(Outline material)
## START

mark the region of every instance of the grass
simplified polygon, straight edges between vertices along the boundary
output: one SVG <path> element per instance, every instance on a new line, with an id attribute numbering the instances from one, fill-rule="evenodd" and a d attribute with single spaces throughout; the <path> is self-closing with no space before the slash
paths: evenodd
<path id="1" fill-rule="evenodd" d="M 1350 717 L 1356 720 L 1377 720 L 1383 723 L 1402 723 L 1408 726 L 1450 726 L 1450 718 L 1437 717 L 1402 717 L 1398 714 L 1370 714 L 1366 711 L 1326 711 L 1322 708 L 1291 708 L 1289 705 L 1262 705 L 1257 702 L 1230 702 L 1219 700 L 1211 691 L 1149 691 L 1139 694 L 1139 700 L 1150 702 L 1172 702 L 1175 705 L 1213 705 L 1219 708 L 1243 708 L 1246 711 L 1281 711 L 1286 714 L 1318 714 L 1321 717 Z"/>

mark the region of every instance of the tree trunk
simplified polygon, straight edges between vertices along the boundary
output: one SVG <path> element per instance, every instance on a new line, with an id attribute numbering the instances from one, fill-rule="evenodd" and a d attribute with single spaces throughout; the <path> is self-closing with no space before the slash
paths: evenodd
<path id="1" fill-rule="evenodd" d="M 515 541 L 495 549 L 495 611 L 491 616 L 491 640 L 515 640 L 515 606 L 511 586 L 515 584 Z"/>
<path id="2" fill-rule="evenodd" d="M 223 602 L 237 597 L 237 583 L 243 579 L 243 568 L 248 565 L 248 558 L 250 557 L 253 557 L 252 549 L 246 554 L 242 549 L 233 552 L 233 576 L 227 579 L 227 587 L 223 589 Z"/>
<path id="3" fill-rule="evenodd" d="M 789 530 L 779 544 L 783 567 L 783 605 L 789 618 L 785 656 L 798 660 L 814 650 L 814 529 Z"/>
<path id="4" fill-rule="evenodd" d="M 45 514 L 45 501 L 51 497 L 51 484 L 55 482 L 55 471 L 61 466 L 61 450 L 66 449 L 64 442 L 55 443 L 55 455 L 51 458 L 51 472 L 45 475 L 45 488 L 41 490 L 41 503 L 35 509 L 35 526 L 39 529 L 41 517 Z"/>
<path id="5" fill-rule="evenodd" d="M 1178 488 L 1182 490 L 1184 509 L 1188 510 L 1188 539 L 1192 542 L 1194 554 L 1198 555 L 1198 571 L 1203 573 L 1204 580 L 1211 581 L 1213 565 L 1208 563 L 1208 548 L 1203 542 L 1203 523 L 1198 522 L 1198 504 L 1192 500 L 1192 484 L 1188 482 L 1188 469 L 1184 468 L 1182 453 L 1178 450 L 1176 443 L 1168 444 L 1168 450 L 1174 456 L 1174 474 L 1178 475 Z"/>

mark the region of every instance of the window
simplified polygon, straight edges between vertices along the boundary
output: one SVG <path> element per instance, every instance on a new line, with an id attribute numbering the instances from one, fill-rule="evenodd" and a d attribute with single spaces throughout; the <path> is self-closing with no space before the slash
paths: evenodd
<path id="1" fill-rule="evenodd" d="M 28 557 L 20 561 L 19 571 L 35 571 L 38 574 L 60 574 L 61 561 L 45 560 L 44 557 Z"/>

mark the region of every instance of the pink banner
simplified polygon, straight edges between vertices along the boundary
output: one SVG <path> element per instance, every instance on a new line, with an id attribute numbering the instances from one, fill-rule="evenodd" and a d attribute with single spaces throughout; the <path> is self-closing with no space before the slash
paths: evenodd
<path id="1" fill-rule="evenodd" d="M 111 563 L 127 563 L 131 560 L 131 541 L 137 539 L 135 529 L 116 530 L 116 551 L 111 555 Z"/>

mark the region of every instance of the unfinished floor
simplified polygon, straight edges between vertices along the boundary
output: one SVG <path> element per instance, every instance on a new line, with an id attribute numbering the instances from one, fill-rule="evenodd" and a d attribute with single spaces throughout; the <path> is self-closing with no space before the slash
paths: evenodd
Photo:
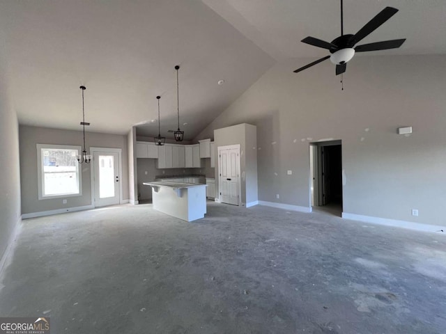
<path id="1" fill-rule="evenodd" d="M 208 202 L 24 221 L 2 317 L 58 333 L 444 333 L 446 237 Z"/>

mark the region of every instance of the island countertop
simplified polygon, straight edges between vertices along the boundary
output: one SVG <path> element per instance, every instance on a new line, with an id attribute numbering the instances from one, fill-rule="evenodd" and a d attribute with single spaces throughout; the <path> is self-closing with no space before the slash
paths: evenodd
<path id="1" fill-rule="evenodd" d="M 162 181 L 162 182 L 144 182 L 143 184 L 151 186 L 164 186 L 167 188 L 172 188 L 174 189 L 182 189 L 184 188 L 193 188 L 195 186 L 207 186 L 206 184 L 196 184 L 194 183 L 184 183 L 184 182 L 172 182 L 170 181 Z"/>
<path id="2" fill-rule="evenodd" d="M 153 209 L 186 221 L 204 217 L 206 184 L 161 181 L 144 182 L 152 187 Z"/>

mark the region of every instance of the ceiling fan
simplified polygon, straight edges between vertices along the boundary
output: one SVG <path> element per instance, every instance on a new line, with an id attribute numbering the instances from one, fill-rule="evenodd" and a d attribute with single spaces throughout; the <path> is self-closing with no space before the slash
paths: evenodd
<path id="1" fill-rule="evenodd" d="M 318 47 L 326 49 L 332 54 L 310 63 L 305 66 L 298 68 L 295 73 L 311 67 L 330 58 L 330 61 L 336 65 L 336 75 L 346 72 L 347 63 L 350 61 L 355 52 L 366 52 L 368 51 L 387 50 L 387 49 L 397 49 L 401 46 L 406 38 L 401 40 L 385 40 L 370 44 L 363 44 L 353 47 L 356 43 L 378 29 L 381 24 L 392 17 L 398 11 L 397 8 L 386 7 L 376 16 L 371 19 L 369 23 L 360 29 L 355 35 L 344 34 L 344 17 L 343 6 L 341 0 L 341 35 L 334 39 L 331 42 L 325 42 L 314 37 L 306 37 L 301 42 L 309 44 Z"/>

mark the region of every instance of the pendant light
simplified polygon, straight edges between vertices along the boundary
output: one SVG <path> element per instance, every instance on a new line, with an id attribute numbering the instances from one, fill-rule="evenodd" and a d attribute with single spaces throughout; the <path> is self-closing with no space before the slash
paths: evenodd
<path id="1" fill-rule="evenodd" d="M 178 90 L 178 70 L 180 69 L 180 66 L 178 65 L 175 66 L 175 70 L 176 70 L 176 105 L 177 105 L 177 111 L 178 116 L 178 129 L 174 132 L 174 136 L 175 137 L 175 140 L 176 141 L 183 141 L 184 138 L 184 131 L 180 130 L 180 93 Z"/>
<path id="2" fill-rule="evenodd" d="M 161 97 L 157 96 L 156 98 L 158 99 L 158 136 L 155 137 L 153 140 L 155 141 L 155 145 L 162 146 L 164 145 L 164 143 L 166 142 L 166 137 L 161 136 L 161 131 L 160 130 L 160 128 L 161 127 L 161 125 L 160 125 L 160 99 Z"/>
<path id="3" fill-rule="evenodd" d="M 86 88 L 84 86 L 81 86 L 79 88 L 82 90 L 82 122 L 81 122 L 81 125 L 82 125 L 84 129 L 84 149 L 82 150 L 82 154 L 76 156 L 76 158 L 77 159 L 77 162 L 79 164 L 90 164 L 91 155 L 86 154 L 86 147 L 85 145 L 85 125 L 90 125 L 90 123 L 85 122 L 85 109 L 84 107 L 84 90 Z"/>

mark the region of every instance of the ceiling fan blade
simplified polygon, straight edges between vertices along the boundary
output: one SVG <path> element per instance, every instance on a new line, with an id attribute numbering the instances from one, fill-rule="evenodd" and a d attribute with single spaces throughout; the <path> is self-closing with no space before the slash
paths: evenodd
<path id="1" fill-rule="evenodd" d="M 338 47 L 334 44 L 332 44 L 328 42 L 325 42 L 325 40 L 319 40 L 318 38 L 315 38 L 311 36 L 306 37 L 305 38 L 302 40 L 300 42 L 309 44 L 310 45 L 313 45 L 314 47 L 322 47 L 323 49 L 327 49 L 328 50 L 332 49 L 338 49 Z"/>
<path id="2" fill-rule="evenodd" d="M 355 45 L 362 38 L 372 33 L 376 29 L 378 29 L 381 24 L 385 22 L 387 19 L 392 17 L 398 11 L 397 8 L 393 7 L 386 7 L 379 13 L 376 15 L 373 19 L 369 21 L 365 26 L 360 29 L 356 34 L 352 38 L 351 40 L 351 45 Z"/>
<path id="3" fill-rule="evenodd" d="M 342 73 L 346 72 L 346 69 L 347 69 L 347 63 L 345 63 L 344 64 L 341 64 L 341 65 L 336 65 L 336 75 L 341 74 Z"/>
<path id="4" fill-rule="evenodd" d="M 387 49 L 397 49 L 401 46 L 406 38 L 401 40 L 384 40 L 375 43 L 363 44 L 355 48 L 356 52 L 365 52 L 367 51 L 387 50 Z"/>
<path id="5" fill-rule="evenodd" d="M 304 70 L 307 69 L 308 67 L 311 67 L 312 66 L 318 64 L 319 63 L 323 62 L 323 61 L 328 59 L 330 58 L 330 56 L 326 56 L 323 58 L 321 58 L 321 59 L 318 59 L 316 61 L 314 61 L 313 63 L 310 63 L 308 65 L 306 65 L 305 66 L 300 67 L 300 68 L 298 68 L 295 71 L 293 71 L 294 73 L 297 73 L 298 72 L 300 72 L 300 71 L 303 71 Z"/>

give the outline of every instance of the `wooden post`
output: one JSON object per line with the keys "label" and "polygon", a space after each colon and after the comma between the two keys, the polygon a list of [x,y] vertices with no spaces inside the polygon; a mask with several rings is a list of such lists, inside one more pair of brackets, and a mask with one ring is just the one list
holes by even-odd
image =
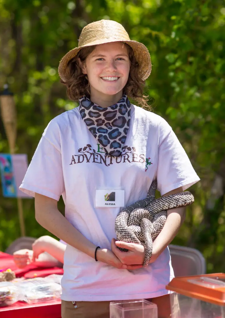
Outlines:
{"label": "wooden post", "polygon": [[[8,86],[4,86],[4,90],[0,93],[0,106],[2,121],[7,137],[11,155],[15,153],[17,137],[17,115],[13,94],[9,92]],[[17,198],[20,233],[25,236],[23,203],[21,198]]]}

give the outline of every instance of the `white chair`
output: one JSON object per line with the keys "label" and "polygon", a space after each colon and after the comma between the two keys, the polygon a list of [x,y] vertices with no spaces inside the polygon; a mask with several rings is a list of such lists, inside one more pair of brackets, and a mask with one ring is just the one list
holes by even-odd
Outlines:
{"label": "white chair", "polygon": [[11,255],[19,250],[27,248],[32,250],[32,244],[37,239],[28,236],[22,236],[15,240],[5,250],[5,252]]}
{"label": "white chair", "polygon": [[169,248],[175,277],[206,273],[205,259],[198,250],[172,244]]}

## END
## START

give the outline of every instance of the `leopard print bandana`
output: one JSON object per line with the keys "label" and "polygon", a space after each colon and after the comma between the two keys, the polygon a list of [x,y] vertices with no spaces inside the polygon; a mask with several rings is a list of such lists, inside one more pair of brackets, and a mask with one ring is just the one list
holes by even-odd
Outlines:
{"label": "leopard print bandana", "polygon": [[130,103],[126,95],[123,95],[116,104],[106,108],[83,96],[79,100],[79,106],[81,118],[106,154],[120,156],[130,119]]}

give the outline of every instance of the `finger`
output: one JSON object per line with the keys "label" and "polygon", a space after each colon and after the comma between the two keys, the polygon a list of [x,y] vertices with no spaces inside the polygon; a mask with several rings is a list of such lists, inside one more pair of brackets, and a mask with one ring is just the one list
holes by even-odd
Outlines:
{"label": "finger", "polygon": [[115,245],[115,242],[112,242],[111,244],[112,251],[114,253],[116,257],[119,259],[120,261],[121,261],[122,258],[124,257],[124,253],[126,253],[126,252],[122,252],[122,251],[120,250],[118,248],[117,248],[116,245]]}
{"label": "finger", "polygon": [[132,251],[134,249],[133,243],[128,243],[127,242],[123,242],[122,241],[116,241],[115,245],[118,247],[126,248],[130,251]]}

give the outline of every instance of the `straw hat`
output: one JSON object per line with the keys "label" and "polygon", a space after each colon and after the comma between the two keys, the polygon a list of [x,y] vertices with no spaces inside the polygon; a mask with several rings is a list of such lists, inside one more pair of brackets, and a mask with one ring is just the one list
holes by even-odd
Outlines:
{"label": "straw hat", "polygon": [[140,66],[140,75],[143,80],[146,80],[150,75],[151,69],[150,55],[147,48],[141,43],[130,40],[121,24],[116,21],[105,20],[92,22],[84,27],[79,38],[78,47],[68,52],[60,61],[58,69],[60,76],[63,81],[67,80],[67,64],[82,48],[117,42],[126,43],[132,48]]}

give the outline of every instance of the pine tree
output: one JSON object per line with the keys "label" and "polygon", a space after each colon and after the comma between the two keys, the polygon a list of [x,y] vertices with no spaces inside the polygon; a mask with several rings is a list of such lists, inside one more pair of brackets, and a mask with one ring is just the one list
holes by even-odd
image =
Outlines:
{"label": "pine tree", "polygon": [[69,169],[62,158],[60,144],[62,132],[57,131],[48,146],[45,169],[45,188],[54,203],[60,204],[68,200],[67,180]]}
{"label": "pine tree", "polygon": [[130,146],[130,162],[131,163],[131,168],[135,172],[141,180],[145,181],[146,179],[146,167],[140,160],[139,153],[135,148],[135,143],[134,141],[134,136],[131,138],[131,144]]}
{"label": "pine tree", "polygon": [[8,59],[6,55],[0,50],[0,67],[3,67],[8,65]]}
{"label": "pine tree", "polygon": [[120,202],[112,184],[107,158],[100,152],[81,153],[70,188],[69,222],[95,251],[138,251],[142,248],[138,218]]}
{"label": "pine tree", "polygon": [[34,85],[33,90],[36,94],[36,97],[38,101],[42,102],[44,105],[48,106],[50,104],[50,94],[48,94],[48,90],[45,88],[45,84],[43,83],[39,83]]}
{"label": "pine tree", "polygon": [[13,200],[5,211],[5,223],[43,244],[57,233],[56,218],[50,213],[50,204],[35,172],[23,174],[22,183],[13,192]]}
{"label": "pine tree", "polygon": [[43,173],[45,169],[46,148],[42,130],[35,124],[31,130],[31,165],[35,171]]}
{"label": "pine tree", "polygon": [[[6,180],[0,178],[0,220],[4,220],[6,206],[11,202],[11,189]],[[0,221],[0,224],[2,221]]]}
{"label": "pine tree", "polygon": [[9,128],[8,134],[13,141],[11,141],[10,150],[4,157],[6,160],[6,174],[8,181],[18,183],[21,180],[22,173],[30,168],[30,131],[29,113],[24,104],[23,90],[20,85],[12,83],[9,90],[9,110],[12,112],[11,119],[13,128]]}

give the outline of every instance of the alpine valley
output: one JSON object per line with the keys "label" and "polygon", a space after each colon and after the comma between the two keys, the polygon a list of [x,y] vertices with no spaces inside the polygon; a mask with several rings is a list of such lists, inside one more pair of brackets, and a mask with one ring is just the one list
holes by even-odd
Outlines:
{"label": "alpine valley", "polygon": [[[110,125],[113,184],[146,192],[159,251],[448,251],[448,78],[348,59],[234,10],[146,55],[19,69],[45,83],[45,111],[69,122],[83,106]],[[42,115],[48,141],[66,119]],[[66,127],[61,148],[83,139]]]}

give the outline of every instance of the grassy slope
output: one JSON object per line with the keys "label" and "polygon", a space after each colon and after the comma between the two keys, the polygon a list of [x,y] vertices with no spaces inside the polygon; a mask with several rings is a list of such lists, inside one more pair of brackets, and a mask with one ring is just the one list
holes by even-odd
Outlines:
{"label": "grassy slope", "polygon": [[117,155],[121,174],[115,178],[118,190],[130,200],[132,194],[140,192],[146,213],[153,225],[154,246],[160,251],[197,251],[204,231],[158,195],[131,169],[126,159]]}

## END
## START

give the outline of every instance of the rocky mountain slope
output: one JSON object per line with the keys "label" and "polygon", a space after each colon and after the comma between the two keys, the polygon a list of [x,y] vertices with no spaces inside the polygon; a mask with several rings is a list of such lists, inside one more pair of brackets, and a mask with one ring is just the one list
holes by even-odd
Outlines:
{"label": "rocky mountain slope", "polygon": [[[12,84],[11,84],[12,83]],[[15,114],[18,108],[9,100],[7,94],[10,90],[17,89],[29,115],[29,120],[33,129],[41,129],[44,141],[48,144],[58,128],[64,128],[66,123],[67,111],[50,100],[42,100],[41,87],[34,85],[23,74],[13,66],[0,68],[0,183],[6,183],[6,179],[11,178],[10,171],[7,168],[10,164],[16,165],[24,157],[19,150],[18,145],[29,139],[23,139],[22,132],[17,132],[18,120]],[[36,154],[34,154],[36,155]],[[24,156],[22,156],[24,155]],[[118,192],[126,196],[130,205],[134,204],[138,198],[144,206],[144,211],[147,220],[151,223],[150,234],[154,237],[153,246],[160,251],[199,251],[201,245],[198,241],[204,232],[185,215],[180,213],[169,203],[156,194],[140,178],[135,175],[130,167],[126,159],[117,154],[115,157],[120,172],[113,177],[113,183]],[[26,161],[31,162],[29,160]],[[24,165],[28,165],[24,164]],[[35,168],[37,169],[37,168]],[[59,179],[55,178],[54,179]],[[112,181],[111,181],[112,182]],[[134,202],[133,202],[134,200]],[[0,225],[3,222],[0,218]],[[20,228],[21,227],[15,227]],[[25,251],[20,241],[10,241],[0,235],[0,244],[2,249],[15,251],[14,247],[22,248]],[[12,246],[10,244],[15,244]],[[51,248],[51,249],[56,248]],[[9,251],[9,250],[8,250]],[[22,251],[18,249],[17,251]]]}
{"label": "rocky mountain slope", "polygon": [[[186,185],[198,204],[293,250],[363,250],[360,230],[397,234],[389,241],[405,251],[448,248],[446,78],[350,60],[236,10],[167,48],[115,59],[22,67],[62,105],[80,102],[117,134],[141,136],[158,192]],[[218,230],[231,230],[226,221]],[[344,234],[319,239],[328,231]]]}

## END

§ **Aim of the exercise**
Locate every line of the material above that contains the string "ceiling", matching case exactly, and copy each of those lines in full.

§ **Task answer**
mark the region of every instance of the ceiling fan
mark the region of every instance of the ceiling fan blade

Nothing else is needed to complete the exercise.